▶ _EXERCISE BRIEF_
Lay out every line of the records below as a JSON list of strings, one string per line, leaving out blank lines and the pictures.

Outline records for pictures
※

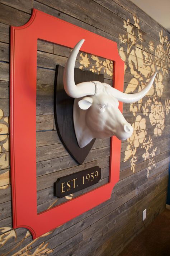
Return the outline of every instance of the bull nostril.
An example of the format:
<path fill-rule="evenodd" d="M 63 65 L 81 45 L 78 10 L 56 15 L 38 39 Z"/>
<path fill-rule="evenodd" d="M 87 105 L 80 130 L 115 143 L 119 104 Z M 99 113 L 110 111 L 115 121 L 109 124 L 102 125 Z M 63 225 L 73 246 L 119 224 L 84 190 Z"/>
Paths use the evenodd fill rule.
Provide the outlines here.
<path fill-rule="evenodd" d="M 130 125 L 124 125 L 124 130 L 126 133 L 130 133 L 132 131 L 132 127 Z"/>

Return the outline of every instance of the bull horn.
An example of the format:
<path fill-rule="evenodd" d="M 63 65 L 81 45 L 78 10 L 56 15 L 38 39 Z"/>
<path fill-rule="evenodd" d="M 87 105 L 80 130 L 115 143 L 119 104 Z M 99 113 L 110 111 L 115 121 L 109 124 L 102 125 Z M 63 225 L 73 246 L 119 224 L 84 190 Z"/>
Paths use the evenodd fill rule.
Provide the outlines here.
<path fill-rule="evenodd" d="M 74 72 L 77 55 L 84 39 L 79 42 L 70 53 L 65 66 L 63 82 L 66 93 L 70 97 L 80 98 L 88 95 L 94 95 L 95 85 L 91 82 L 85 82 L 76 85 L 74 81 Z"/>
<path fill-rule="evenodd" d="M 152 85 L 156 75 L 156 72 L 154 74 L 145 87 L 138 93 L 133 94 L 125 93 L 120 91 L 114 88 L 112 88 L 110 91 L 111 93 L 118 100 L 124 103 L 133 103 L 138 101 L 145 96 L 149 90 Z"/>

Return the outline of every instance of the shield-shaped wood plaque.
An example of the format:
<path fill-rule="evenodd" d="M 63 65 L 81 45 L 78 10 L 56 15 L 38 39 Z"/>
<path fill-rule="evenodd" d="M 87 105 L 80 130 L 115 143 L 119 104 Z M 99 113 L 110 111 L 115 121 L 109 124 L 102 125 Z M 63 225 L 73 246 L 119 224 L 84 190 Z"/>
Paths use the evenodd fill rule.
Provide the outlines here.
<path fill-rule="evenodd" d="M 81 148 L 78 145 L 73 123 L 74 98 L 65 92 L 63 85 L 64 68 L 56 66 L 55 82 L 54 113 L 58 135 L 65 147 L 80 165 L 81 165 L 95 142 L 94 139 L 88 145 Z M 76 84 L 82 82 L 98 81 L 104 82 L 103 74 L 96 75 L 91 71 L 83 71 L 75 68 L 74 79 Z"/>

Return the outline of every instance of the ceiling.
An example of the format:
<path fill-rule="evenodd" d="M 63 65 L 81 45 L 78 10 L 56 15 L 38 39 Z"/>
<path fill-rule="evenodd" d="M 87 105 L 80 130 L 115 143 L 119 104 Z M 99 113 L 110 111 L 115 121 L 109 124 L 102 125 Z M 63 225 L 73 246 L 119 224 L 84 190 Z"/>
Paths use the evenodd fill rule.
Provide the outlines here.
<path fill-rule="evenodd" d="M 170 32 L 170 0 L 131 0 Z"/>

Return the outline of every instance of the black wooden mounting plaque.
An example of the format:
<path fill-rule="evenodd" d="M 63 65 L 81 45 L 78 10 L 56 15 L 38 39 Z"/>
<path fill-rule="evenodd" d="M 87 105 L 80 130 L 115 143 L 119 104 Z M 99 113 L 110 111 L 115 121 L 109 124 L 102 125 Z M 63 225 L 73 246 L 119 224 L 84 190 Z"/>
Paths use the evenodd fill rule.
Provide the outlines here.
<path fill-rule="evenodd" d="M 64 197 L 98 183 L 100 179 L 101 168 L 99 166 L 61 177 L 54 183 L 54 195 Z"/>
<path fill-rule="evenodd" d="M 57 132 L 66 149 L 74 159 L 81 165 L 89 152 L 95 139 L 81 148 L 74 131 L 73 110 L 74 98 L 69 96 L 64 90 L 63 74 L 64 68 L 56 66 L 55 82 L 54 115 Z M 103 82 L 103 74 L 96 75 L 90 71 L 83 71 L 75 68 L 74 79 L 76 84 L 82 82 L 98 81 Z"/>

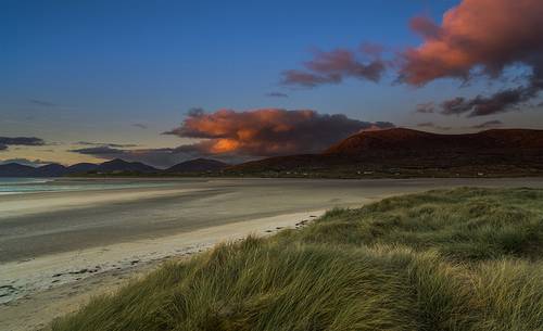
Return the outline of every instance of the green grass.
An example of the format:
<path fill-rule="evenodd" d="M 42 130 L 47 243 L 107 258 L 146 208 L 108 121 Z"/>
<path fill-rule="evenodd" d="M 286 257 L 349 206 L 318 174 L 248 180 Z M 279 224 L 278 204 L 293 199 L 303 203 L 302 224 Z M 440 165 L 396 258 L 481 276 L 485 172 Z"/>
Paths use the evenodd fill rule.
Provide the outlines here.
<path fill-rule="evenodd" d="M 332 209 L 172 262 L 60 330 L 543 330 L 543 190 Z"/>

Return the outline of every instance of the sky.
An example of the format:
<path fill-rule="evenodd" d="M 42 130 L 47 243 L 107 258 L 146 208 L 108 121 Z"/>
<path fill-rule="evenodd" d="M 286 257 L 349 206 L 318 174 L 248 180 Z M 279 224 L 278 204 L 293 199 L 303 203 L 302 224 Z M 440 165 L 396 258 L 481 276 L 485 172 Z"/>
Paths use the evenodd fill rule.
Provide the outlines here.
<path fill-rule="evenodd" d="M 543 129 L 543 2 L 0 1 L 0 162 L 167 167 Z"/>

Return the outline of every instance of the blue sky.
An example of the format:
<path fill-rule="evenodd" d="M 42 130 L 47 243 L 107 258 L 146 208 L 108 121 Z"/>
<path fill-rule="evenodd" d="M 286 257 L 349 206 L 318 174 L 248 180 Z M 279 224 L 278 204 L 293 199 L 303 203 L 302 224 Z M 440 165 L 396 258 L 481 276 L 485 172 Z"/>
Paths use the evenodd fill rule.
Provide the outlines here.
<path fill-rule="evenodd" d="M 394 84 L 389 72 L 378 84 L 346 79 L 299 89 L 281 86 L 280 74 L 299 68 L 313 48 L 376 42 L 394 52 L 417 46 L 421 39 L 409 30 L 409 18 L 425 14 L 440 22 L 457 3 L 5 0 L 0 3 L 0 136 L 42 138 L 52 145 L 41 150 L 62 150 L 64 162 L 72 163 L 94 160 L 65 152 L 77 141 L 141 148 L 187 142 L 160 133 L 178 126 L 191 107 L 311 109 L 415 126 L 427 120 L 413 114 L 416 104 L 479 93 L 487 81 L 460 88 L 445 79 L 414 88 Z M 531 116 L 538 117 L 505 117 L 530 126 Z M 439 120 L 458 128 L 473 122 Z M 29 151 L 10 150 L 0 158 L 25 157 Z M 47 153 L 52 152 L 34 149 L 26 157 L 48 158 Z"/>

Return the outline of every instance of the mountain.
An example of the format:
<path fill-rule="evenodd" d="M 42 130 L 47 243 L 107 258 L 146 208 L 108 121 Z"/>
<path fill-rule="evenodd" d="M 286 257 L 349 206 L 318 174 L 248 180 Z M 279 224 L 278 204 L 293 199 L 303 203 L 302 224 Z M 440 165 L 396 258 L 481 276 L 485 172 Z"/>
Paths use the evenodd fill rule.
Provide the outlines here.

※

▶ _CORRECT ANSWER_
[
  "Return the outline of every instance of the bull nostril.",
  "An example of the format:",
  "<path fill-rule=\"evenodd\" d=\"M 63 65 L 81 45 L 78 10 L 56 15 L 38 39 Z\"/>",
  "<path fill-rule=\"evenodd\" d=\"M 87 105 L 80 130 L 115 143 L 119 104 Z M 99 113 L 110 111 L 115 121 L 109 124 L 102 125 Z M 63 225 L 73 246 L 119 224 L 84 190 Z\"/>",
  "Paths use the evenodd fill rule.",
  "Provide the outlines here.",
  "<path fill-rule=\"evenodd\" d=\"M 130 125 L 124 125 L 124 130 L 126 133 L 130 133 L 132 131 L 132 127 Z\"/>",
  "Return the outline of every instance of the bull horn.",
  "An example of the format:",
  "<path fill-rule=\"evenodd\" d=\"M 63 65 L 81 45 L 78 10 L 56 15 L 38 39 Z\"/>",
  "<path fill-rule=\"evenodd\" d=\"M 87 105 L 80 130 L 115 143 L 119 104 Z M 99 113 L 110 111 L 115 121 L 109 124 L 102 125 Z M 63 225 L 73 246 L 119 224 L 84 190 Z\"/>",
  "Paths use the evenodd fill rule.",
  "Provide the outlines here.",
  "<path fill-rule=\"evenodd\" d=\"M 74 72 L 77 55 L 84 39 L 79 42 L 70 53 L 65 66 L 63 82 L 66 93 L 70 97 L 80 98 L 88 95 L 94 95 L 95 85 L 91 82 L 85 82 L 76 85 L 74 81 Z\"/>",
  "<path fill-rule=\"evenodd\" d=\"M 152 85 L 156 75 L 156 72 L 154 74 L 145 87 L 138 93 L 133 94 L 125 93 L 120 91 L 114 88 L 112 88 L 110 91 L 111 93 L 118 100 L 124 103 L 133 103 L 138 101 L 145 96 L 149 90 Z\"/>",
  "Return the outline of every instance of the shield-shaped wood plaque.",
  "An example of the format:",
  "<path fill-rule=\"evenodd\" d=\"M 63 65 L 81 45 L 78 10 L 56 15 L 38 39 Z\"/>",
  "<path fill-rule=\"evenodd\" d=\"M 87 105 L 80 130 L 115 143 L 119 104 Z M 99 113 L 110 111 L 115 121 L 109 124 L 102 125 Z M 63 225 L 73 246 L 119 224 L 84 190 Z\"/>",
  "Paths use the evenodd fill rule.",
  "Provide the outlines here.",
  "<path fill-rule=\"evenodd\" d=\"M 81 148 L 78 145 L 73 123 L 74 98 L 65 92 L 63 85 L 64 68 L 56 66 L 55 82 L 54 113 L 58 135 L 65 147 L 80 165 L 81 165 L 95 142 L 94 139 L 88 145 Z M 76 84 L 82 82 L 98 81 L 104 82 L 103 74 L 96 75 L 91 71 L 83 71 L 75 68 L 74 79 Z\"/>",
  "Return the outline of every instance of the ceiling.",
  "An example of the format:",
  "<path fill-rule=\"evenodd\" d=\"M 63 65 L 81 45 L 78 10 L 56 15 L 38 39 Z\"/>",
  "<path fill-rule=\"evenodd\" d=\"M 87 105 L 80 130 L 115 143 L 119 104 Z M 99 113 L 110 111 L 115 121 L 109 124 L 102 125 Z M 63 225 L 73 246 L 119 224 L 84 190 Z\"/>",
  "Paths use the evenodd fill rule.",
  "Provide the outlines here.",
  "<path fill-rule=\"evenodd\" d=\"M 170 32 L 170 0 L 131 0 Z\"/>",
  "Return the outline of every instance of the black wooden mounting plaque.",
  "An example of the format:",
  "<path fill-rule=\"evenodd\" d=\"M 63 65 L 81 45 L 78 10 L 56 15 L 38 39 Z\"/>",
  "<path fill-rule=\"evenodd\" d=\"M 87 105 L 80 130 L 115 143 L 119 104 Z M 99 113 L 110 111 L 115 121 L 109 124 L 102 125 Z M 63 225 L 73 246 L 119 224 L 84 190 Z\"/>",
  "Paths use the evenodd fill rule.",
  "Provide the outlines here.",
  "<path fill-rule=\"evenodd\" d=\"M 64 197 L 98 183 L 100 179 L 101 168 L 99 166 L 61 177 L 54 183 L 54 195 Z\"/>",
  "<path fill-rule=\"evenodd\" d=\"M 57 132 L 66 149 L 74 159 L 81 165 L 89 152 L 95 139 L 81 148 L 74 131 L 73 110 L 74 98 L 69 96 L 64 90 L 63 74 L 64 68 L 56 66 L 55 82 L 54 115 Z M 103 82 L 103 74 L 96 75 L 90 71 L 83 71 L 75 68 L 74 79 L 76 84 L 82 82 L 98 81 Z\"/>",
  "Return the outline of every instance of the green grass.",
  "An example of the format:",
  "<path fill-rule=\"evenodd\" d=\"M 42 130 L 47 243 L 107 258 L 146 208 L 108 121 Z\"/>",
  "<path fill-rule=\"evenodd\" d=\"M 286 257 L 349 206 L 318 174 L 248 180 Z M 279 224 L 278 204 L 293 199 L 303 203 L 302 224 Z M 440 165 L 396 258 L 481 276 L 485 172 Z\"/>",
  "Paths use the evenodd fill rule.",
  "Provide the outlines here.",
  "<path fill-rule=\"evenodd\" d=\"M 332 209 L 172 262 L 60 330 L 543 330 L 543 190 Z\"/>",
  "Return the outline of every instance of the sky.",
  "An example of the format:",
  "<path fill-rule=\"evenodd\" d=\"M 42 130 L 47 243 L 107 258 L 146 208 L 108 121 Z\"/>",
  "<path fill-rule=\"evenodd\" d=\"M 286 257 L 349 206 L 318 174 L 248 180 Z M 279 224 L 278 204 L 293 199 L 303 203 L 302 224 Z M 440 165 L 396 258 L 481 276 L 485 172 Z\"/>",
  "Paths use the evenodd fill rule.",
  "Provide the outlines here.",
  "<path fill-rule=\"evenodd\" d=\"M 543 129 L 543 2 L 0 1 L 0 162 L 167 167 Z\"/>",
  "Return the outline of every instance of the blue sky.",
  "An example of the format:",
  "<path fill-rule=\"evenodd\" d=\"M 42 130 L 47 243 L 107 258 L 146 208 L 108 121 Z\"/>",
  "<path fill-rule=\"evenodd\" d=\"M 286 257 L 349 206 L 318 174 L 248 180 Z M 279 224 L 278 204 L 293 199 L 303 203 L 302 224 Z M 440 165 L 396 258 L 481 276 L 485 172 Z\"/>",
  "Paths use the evenodd fill rule.",
  "Provide the outlines here.",
  "<path fill-rule=\"evenodd\" d=\"M 394 84 L 389 72 L 378 84 L 346 79 L 299 89 L 281 86 L 280 74 L 299 68 L 313 48 L 376 42 L 394 52 L 417 46 L 421 39 L 409 30 L 409 18 L 425 14 L 440 22 L 457 3 L 5 0 L 0 3 L 0 136 L 42 138 L 52 145 L 41 150 L 62 150 L 64 162 L 72 163 L 94 160 L 65 152 L 77 141 L 141 148 L 187 142 L 160 133 L 178 126 L 191 107 L 311 109 L 415 126 L 427 120 L 413 114 L 416 104 L 479 93 L 487 81 L 460 88 L 445 79 L 414 88 Z M 531 116 L 538 117 L 505 117 L 530 126 Z M 439 120 L 458 128 L 473 122 Z M 29 151 L 10 150 L 0 158 L 25 157 Z M 47 153 L 52 152 L 34 149 L 26 157 L 48 158 Z\"/>",
  "Return the outline of every instance of the mountain.",
  "An example of the format:",
  "<path fill-rule=\"evenodd\" d=\"M 42 130 L 47 243 L 107 258 L 146 208 L 108 121 Z\"/>",
  "<path fill-rule=\"evenodd\" d=\"M 286 257 L 349 206 L 318 174 L 248 180 Z M 279 224 L 278 204 L 293 199 L 303 203 L 302 224 Z M 440 165 L 396 258 L 481 276 L 485 172 Z\"/>",
  "Paths use the evenodd fill rule.",
  "Provide the outlines here."
]